Work to be completed |
Reproduce the lines from the very first one through the line that contains "[273,109,318,135]", both included, and leave the pictures out.

★ ★ ★ ★ ★ ★ ★

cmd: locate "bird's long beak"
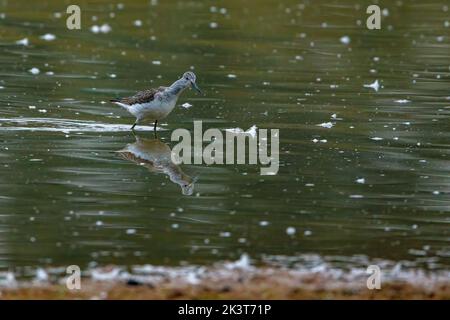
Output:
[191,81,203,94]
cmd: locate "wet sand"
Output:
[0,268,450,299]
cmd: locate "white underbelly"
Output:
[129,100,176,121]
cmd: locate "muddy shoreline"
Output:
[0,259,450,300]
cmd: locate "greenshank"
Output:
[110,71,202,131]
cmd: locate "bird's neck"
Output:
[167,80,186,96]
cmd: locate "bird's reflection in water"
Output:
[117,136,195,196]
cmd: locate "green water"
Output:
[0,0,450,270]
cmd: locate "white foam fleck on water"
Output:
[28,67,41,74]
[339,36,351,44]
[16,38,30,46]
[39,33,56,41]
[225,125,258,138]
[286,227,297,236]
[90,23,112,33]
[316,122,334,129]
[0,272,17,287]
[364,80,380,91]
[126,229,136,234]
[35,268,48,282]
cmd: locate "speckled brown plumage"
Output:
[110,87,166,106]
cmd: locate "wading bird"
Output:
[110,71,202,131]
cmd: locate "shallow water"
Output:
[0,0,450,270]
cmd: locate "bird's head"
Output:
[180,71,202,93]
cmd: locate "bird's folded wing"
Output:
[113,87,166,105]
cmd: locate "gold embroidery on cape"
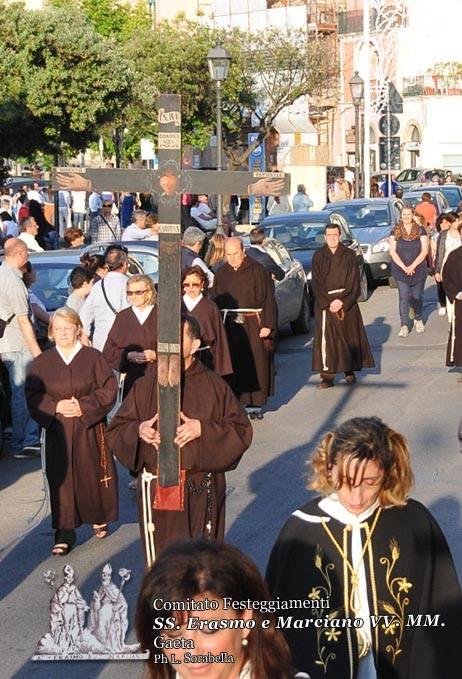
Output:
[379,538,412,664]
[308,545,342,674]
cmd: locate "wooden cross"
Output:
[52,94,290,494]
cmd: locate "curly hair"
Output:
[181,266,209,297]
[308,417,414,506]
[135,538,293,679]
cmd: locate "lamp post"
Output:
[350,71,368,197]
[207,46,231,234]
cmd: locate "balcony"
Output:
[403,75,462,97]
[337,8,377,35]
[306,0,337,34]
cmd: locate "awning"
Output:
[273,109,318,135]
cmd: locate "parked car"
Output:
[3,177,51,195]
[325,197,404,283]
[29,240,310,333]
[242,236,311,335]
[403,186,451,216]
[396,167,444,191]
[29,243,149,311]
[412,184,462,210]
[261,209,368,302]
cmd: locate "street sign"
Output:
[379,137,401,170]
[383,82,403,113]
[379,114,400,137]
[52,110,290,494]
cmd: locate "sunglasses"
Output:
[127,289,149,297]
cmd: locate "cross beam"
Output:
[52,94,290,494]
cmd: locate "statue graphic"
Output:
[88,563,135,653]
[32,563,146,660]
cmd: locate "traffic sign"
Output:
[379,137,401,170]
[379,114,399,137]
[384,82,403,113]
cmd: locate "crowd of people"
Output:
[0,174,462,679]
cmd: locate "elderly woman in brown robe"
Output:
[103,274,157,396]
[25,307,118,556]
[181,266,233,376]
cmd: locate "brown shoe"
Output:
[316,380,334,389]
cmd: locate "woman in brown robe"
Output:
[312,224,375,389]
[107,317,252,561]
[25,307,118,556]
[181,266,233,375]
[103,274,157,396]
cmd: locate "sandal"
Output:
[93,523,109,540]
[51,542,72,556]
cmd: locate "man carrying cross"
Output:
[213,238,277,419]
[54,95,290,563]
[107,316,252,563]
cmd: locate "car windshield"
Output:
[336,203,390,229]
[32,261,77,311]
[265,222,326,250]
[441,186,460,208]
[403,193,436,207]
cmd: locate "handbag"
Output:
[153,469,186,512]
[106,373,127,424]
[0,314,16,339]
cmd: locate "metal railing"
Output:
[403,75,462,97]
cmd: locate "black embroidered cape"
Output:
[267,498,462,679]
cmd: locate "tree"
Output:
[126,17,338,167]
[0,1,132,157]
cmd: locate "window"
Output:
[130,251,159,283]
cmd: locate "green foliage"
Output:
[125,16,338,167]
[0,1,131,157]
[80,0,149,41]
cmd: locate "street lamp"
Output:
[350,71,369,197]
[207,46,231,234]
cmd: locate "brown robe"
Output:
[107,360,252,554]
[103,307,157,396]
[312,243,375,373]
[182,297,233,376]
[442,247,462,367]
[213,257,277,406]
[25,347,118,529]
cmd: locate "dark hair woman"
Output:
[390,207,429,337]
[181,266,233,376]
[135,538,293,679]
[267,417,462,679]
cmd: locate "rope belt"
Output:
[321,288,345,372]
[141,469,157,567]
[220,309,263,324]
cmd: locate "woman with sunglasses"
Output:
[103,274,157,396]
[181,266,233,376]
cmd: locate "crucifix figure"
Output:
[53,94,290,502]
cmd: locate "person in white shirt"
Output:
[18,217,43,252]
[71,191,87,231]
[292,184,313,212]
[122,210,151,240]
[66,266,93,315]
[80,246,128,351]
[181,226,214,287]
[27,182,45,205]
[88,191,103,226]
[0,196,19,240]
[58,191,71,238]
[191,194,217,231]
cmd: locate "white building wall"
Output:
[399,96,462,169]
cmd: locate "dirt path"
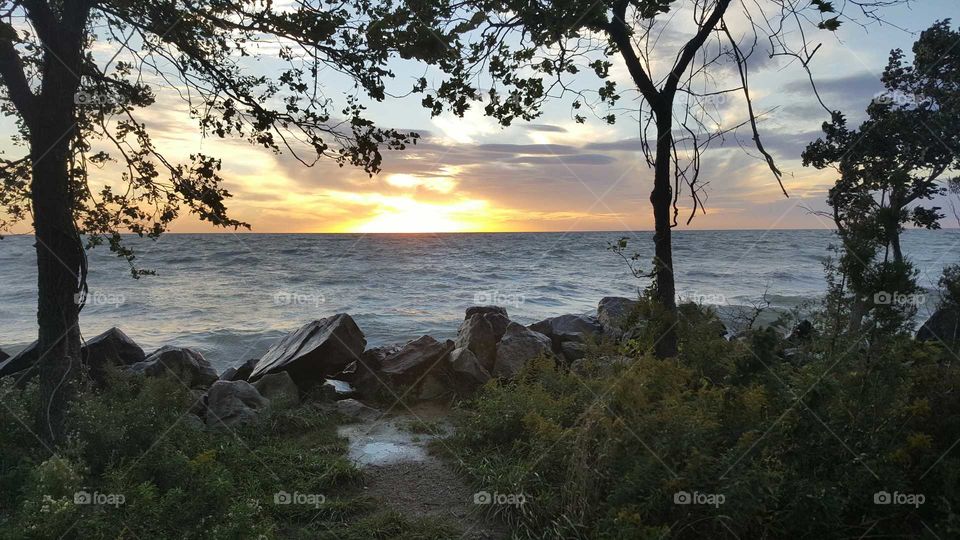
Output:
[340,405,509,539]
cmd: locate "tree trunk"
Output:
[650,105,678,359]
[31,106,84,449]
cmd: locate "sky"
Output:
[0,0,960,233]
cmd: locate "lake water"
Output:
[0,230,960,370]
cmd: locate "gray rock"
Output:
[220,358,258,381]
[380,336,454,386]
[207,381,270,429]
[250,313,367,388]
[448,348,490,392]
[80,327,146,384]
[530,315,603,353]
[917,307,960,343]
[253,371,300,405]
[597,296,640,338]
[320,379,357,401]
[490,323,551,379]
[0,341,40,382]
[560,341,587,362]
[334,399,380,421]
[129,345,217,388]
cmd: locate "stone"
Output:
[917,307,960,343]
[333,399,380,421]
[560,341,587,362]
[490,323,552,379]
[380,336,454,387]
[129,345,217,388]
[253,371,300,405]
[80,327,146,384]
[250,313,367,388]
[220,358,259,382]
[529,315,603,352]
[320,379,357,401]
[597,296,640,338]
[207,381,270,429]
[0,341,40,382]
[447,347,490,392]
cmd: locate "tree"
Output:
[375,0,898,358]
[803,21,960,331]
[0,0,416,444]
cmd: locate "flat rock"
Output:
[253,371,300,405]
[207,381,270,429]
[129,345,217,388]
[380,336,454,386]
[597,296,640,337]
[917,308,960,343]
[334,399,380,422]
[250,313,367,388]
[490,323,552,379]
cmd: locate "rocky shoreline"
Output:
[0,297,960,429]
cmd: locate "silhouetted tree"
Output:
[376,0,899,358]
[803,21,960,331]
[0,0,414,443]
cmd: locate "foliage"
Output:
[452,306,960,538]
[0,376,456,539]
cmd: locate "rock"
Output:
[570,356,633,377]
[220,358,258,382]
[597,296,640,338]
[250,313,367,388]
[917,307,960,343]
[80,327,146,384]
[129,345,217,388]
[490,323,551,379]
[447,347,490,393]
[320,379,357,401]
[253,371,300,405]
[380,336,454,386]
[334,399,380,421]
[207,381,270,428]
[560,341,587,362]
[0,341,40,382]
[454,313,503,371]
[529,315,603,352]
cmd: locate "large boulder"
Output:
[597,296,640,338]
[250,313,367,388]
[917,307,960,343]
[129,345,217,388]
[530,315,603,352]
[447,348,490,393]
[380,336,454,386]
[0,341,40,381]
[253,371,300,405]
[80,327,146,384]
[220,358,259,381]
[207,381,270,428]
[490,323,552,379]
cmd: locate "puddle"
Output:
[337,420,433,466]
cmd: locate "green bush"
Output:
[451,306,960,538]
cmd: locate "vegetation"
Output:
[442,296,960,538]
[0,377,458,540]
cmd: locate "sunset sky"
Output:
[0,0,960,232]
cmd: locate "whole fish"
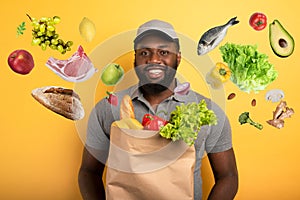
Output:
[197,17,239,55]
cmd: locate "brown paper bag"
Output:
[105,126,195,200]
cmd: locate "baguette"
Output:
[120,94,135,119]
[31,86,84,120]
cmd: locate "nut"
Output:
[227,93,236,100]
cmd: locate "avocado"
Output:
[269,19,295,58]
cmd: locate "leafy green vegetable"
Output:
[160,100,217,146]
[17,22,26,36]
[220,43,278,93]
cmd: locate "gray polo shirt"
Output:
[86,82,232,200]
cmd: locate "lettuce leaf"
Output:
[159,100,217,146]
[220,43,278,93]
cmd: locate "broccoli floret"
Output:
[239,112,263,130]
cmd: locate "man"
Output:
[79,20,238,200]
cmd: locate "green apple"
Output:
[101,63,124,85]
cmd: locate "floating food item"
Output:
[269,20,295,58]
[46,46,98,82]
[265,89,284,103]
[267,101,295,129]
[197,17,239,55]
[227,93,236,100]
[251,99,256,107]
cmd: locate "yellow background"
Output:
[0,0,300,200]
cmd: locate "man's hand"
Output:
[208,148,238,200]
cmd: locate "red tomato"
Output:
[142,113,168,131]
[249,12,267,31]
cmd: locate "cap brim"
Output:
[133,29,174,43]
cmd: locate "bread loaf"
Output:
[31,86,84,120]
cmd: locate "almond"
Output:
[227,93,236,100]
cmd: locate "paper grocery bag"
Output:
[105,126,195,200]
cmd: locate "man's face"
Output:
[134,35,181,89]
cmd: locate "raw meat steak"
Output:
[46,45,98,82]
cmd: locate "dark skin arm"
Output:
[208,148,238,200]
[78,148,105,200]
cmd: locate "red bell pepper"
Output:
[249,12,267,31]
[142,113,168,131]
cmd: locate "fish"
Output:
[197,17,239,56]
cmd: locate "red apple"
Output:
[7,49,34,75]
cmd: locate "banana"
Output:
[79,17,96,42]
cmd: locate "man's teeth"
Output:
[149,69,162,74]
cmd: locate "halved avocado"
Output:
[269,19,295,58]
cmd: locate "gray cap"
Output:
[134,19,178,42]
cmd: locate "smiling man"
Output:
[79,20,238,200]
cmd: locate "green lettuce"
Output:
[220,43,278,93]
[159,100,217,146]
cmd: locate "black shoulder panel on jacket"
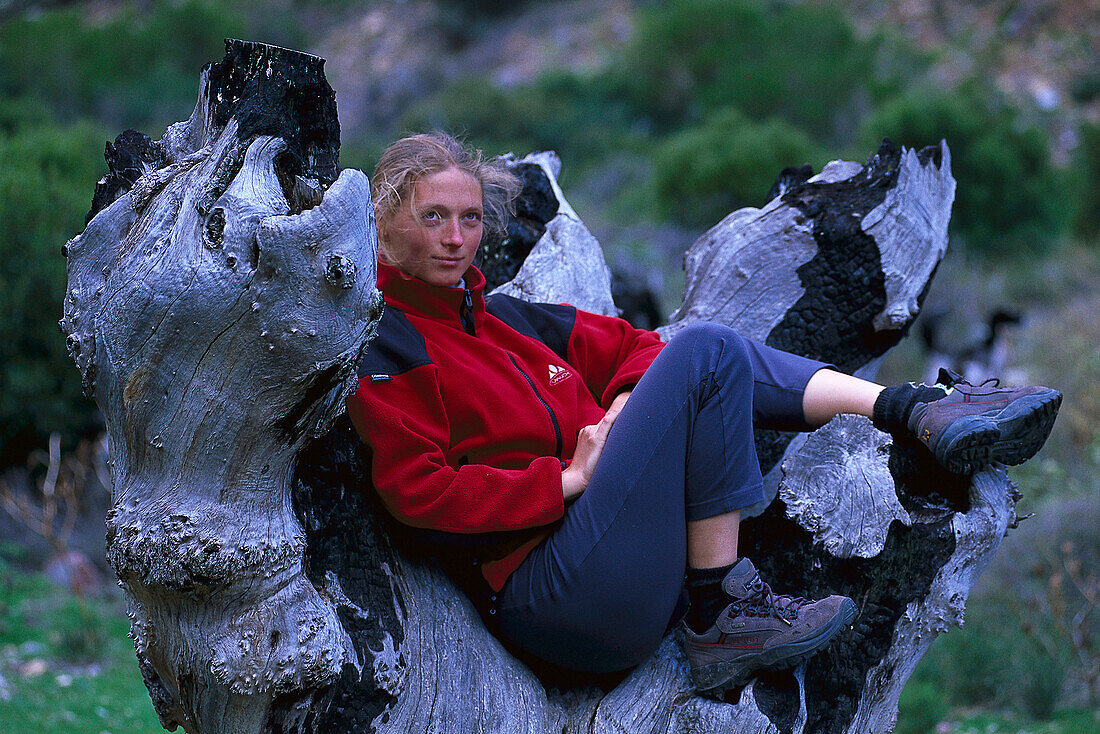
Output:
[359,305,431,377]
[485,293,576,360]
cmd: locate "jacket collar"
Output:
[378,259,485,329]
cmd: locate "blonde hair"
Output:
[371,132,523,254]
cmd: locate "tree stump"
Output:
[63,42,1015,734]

★ ★ ★ ★ ★ ★ ★

Task output |
cmd: locate "bird's long beak"
Output:
[191,81,203,94]
cmd: locate "wet sand"
Output:
[0,268,450,299]
cmd: locate "white underbelly"
Output:
[129,100,176,121]
cmd: locate "muddy shoreline"
Output:
[0,259,450,300]
cmd: locate "greenshank"
Output:
[110,71,202,131]
cmd: locate "bird's neck"
Output:
[167,80,186,96]
cmd: locate "bird's reflection in water"
Output:
[117,136,195,196]
cmd: locate "green water"
Output:
[0,0,450,270]
cmd: locate "white foam fleck on water"
Output:
[28,67,41,74]
[339,36,351,44]
[16,38,30,46]
[39,33,56,41]
[225,125,258,138]
[286,227,297,236]
[90,23,112,33]
[316,122,334,129]
[0,272,17,287]
[364,80,380,91]
[126,229,136,234]
[35,268,48,282]
cmd: locate "speckled brown plumage"
Output:
[110,87,166,106]
cmd: locate "wading bird"
Output:
[110,71,202,131]
cmd: locate "shallow water"
Output:
[0,0,450,270]
cmd: locate "bird's head"
Output:
[180,71,202,93]
cmd: locate "bird's folded wing"
Output:
[113,87,166,105]
cmd: locate "gold embroidery on cape"
Output:
[379,538,412,664]
[308,545,342,674]
cmd: locate "wooden cross"
Output:
[52,94,290,494]
cmd: locate "curly hair"
Output:
[181,266,209,297]
[308,417,414,506]
[135,538,293,679]
cmd: locate "lamp post"
Output:
[350,71,368,197]
[207,46,231,234]
cmd: locate "balcony"
Output:
[403,75,462,97]
[337,8,377,35]
[306,0,337,34]
cmd: locate "awning"
Output:
[273,109,318,135]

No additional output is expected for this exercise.